### WHAT IS NEEDED
Nothing but the records, repeated exactly, should form the response.

### DATA FOR THIS TASK
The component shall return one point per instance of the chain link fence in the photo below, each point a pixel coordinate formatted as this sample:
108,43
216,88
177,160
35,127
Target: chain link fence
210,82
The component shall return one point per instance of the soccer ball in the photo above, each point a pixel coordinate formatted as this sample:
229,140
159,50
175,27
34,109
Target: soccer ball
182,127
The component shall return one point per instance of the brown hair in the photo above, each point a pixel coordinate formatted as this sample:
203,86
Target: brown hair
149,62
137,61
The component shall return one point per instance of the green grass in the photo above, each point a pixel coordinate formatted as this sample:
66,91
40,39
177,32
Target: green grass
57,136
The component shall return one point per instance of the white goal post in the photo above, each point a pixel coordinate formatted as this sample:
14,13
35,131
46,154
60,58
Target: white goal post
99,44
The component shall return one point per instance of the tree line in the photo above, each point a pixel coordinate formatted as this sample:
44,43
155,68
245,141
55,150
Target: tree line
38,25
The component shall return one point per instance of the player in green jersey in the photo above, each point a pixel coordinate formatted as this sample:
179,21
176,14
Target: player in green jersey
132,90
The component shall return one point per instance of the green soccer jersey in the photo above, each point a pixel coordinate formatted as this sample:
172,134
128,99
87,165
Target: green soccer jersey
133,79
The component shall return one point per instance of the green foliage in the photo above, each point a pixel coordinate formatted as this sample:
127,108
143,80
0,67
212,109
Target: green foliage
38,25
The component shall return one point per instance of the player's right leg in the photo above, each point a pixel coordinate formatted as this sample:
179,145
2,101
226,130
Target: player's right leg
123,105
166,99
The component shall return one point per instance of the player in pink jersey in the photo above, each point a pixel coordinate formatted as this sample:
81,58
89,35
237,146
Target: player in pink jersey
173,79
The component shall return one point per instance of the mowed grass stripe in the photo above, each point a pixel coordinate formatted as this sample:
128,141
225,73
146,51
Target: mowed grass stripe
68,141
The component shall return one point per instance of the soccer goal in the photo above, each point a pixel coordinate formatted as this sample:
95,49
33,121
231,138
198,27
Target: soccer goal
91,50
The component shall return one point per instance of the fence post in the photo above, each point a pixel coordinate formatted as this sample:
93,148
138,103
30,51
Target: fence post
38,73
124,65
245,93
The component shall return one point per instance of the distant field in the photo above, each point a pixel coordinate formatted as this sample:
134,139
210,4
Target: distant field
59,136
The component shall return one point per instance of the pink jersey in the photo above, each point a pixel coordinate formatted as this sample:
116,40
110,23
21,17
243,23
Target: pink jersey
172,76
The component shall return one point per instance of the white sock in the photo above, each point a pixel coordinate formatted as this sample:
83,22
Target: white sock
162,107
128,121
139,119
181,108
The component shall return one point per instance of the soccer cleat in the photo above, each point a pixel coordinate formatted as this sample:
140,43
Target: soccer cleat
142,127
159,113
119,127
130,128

### SOLUTION TO THIS TASK
The component shall return one point per instance of the chain link fence in the photo below, each point a pixel coordinate formatted as this sample:
108,43
216,88
177,160
35,127
Target: chain link fence
210,82
The component shall return one point per instance of the soccer ball in the photo above, each point a pixel coordinate formatted as this sample:
229,140
159,50
175,27
34,109
Target: soccer ball
182,127
The component shall return one point per instance of the brown hair in the photo above, each point a pixel coordinate formatted as this sample:
203,86
Target: brown hair
149,62
137,61
The component shall return one point per instance of the green grass in the photo above, each point a pixel coordinate formatted as this sample:
66,91
40,39
177,32
Target: green grass
57,136
The component shall return one point per instance of the white goal post in the photo above, each point a pixel coordinate formatted as this sample:
14,13
35,131
46,154
60,58
Target: white goal post
99,44
The component shall return one point per instance of the tree line in the photo above, each point a pixel coordinate formatted as this sample:
44,43
155,68
245,141
55,150
Target: tree line
38,25
The component shall return one point per instance of the player in green jersey in the photo above, each point a pixel coordinate formatted as this sample:
179,21
176,14
Target: player in green jersey
132,90
The component shall return one point per instance of the green soccer jersey in the photo above, each point a pixel coordinate formatted as this sample:
172,134
128,99
87,165
Target: green soccer jersey
133,79
The component shall return one point per instance of the green foliage in the photo above, each point a pixel coordinate formatted as this sample:
127,108
143,80
0,67
212,109
Target: green foliage
38,25
The component shall return one point per instance of the player's right leg in the photo above, each point a pixel coordinate formatted as this sample:
179,145
2,101
226,130
Target: player's right leg
123,105
166,99
The component shall return one point per instance of the player in pink jersey in the photo above, each point a pixel coordinate formatted as this sample:
81,58
89,35
237,146
Target: player in pink jersey
173,79
The component shall return one point per instance of the mowed grass stripe in the photo above, each point a pixel coordinate formatted as this sample:
128,141
225,73
146,51
Target: mowed grass stripe
68,141
The component shall return one point per instance of the soccer goal in the photo above, each point a pixel coordinate formatted as this sample:
95,49
33,121
231,138
198,27
Target: soccer goal
91,50
The component shall return one point per instance of the fence post in the photo above, each point a pixel coordinate formatted as this sample:
93,148
138,103
30,51
Target: fence post
38,73
124,65
245,93
The component shall return one point per instance of the distant field in the photo above, each point a pixel coordinate formatted as this sample:
134,139
210,4
Target: distant field
59,136
The component shall return one point per instance of the pink jersey in the photo above, each point a pixel coordinate formatted as this sample:
116,40
110,23
21,17
243,23
Target: pink jersey
172,76
The component shall return one point per instance of the white sock in the photo above, each point a pixel coordinate formatted as this sample:
83,22
Target: white sock
162,107
128,121
139,119
181,108
The component shall return one point per instance of the soccer cleat in the photo above, each point a pixel coordinate formatted as this sample:
140,43
Target: soccer cleat
142,127
159,113
119,127
130,128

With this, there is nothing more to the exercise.